• _Short task_
Copy everything from the line containing "Expected: for every instance of the horse's hoof" down to the end of the data below, keeping every line, and shift each coordinate in the answers by adding 11 to both of its numbers.

• _Raw data_
-*-

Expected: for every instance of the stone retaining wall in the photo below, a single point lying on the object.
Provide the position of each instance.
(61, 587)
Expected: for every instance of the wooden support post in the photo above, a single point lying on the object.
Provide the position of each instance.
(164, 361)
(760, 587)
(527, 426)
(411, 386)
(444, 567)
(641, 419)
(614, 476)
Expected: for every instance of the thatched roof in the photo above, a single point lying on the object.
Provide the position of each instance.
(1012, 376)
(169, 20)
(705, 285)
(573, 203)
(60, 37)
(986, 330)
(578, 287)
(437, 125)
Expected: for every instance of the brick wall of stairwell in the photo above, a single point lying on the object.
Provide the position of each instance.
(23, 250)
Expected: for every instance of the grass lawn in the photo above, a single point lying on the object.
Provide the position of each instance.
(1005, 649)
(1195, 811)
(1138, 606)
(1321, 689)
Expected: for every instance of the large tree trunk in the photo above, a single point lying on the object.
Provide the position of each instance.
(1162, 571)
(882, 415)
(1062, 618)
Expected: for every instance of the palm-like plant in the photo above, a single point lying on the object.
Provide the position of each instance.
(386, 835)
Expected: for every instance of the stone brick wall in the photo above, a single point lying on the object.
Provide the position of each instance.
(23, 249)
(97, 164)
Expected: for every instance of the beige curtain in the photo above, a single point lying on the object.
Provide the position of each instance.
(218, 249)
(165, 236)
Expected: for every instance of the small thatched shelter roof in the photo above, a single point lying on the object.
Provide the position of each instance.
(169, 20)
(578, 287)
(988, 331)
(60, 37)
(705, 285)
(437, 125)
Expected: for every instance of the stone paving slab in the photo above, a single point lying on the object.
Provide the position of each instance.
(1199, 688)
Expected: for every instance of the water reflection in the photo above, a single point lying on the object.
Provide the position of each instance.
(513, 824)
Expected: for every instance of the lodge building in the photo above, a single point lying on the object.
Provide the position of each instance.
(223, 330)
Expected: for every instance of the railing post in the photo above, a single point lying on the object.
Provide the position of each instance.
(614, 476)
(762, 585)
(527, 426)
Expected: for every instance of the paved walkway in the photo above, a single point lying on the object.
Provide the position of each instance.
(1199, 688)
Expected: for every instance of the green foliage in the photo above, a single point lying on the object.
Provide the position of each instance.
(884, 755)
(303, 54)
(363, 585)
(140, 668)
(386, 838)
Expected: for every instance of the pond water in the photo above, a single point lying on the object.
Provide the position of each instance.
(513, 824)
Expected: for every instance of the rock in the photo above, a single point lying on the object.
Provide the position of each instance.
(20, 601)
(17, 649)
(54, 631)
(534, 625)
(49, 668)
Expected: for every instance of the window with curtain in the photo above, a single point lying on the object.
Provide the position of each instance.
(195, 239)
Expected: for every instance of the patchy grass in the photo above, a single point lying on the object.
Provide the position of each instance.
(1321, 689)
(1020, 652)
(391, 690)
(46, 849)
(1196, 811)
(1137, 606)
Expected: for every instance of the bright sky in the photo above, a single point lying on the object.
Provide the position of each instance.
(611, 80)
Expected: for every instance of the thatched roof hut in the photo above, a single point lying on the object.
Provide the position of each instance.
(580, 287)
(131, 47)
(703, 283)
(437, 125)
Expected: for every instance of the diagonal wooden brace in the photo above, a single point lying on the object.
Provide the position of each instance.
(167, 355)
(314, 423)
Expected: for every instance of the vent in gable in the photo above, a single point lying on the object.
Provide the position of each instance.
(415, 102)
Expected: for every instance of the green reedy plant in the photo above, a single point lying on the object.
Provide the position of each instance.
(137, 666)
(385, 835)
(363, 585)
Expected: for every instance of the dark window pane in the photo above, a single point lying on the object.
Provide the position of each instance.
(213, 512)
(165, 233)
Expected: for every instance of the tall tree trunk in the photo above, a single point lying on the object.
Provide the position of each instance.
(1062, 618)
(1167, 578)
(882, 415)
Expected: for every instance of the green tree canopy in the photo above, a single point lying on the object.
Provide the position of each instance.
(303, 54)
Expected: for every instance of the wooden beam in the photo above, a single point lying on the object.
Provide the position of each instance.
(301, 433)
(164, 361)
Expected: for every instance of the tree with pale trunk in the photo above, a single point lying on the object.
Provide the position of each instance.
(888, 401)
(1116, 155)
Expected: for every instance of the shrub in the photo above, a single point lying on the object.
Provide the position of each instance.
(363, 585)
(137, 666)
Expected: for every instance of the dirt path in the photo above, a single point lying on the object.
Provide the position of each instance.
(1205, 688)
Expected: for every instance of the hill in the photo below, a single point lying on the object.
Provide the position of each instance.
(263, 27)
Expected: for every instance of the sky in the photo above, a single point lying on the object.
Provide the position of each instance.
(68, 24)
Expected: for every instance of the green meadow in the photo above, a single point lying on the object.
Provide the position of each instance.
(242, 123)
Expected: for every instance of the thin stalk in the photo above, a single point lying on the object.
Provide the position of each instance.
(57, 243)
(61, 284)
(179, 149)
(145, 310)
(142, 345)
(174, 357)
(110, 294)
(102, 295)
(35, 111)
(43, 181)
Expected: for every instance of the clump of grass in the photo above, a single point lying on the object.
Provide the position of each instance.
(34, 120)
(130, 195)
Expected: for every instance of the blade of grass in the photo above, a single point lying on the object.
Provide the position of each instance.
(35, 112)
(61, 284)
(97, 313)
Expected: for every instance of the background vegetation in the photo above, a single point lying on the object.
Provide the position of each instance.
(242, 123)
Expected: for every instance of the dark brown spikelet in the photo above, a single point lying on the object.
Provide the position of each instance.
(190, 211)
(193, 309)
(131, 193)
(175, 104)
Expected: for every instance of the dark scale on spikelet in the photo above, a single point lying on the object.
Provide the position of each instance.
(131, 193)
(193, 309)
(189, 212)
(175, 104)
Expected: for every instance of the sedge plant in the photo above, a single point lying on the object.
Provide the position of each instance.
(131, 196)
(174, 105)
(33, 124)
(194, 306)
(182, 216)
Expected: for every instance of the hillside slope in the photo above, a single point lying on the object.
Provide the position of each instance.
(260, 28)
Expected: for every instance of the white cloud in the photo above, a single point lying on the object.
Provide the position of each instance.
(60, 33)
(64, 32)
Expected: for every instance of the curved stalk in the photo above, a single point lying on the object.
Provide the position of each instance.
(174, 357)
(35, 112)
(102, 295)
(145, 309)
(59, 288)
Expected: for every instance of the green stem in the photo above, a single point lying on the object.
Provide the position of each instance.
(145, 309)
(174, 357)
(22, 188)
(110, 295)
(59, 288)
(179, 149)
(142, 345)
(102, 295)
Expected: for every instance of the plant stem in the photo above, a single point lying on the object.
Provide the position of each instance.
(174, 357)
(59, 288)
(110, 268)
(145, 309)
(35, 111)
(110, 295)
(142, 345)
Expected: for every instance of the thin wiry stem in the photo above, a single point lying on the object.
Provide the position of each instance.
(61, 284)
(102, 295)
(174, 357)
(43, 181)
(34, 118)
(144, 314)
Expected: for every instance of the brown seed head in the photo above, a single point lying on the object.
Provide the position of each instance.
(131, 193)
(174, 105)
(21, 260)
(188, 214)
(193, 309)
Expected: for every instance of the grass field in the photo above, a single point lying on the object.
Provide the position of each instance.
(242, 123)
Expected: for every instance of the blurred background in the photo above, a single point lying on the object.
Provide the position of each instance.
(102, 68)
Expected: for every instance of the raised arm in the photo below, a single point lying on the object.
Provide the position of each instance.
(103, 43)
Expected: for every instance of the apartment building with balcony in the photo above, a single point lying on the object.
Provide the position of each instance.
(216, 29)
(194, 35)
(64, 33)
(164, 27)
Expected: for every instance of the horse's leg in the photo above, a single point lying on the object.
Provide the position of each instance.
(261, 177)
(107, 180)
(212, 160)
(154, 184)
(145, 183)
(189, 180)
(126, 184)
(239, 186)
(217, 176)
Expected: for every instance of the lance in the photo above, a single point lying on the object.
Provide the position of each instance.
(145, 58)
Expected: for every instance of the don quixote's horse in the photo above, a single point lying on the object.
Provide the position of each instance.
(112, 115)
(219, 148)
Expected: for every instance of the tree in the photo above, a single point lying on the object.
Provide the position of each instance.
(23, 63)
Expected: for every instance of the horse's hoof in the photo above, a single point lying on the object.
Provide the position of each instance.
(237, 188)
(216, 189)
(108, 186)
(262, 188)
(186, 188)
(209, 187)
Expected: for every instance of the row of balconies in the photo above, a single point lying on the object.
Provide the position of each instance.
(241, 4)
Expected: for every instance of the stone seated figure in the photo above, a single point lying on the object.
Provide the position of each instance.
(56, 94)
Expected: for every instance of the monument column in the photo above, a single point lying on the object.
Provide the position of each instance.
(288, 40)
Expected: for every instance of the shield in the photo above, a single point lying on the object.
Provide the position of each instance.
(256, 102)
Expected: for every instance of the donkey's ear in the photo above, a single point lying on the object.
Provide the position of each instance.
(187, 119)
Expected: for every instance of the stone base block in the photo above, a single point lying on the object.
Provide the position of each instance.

-*-

• _Full output_
Expected: for every instance of the horse's hoof in the photo above, a single point lying on the object.
Provide the position of each instance.
(248, 199)
(227, 200)
(119, 197)
(273, 199)
(197, 199)
(220, 198)
Expected: for every instance of the row of balconies in the photo above, a single point lying on the object.
Provide the position of each instance.
(252, 15)
Expected: for every instance of the stone seated figure in the photo above, a single point lying on the object.
Provide the position of each instance.
(67, 105)
Expected: for every instance of the monument column in the photo above, a single point lying on the object.
Provide the position of each instance.
(299, 51)
Expected: for every instance of the shield in the photo above, a single point lying on the object.
Provide the position of each instance.
(267, 113)
Expected: for every instance of the donkey's ear in the photo above, a single point lying on the object.
Provide the position of each instance.
(198, 130)
Expected: for every instance of the stone base block in the photo above, a single point lying on the object.
Provide the position of each instance.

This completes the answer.